*Фрагмент источника*
Вадим Шверубович - О людях, о театре и о себе
В ночь после спектакля «Лес» мы долго сидели на заветной террасе, пили чай, и опять Василий Иванович читал усталым, чуть охрипшим голосом «Ненастный день потух», и «Я вас любил», и «Я вас люблю», и письмо Онегина. И Клава Половикова пела свои роковые романсы, вроде «Раз пришла домой хмельная я…», а Наташа Цветкова — лирические частушки. И были мы все влюблены, и до зари ходили берегом Оки парами, сидели на ее высоком берегу, пока сияние луны не сменялось светом раннего утра…
Утром, когда я тихо-тихо пробирался к своей кровати, стараясь раздеться и улечься, не разбудив Василия Ивановича, он неизменно сквозь сон говорил свое обычное: «Нашлялся, сукин кот? Никто тебе физиономию не набил, донжуан сопливый? Допишешься!» Я отмалчивался, тихо хохотал и, сладко потягиваясь под одеялом, засыпал.
В это лето мы с отцом как-то уж очень крепко подружились. Возникла особенная, одновременно и мальчишеская и мужская дружба. Он сжился со мной, вернее, даже вжился в меня. Он вместе со мной переживал мои сердечные, любовные дела, видимо, получал от них удовольствие — и от сходства их с его молодыми романами, и в качестве сочувствующего наблюдателя, и, главное, от участия в них… Да, он в них участвовал, путая, вернее, отождествляя себя со мной; мои похождения и смешили и то радовали, то огорчали его. Мои влюбленности он переживал и прочувствовал вместе со мной, как будто принимая в них непосредственное участие.
Он так близко, так ясно понимал, ощущал меня, что без моих рассказов знал, что я сказал, что сделал, что мне говорили и что и как получилось. Мне он об этом прямо не говорил, но по отдельным его словам, даже больше по интонациям и междометиям я чувствовал его полное знание всей моей жизни, всего со мной происходившего. Мы много говорили по ночам, куря в постелях еще и еще «одну последнюю» папиросу. Их огоньки то гасли, то разгорались снова, освещая часть его руки или нос и брови… Когда у одного загоралась спичка, другой жмурился от казавшегося после темноты очень ярким света и призывал кончить разговоры и спать наконец. Но в темноте глаза раскрывались, и разговоры разгорались снова.

*Выдержка из данных*
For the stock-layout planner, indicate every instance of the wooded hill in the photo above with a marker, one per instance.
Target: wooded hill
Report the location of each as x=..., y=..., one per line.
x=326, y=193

*Цель задания*
Повторите дословно часть отрывка о дружбе с отцом: всё, начиная со слов «Он так близко, так» и до слов «разговоры разгорались снова.» включительно. Строки — самостоятельный материал, не связанный с отрывком о дружбе с отцом.

*Полный ответ*
Он так близко, так ясно понимал, ощущал меня, что без моих рассказов знал, что я сказал, что сделал, что мне говорили и что и как получилось. Мне он об этом прямо не говорил, но по отдельным его словам, даже больше по интонациям и междометиям я чувствовал его полное знание всей моей жизни, всего со мной происходившего. Мы много говорили по ночам, куря в постелях еще и еще «одну последнюю» папиросу. Их огоньки то гасли, то разгорались снова, освещая часть его руки или нос и брови… Когда у одного загоралась спичка, другой жмурился от казавшегося после темноты очень ярким света и призывал кончить разговоры и спать наконец. Но в темноте глаза раскрывались, и разговоры разгорались снова.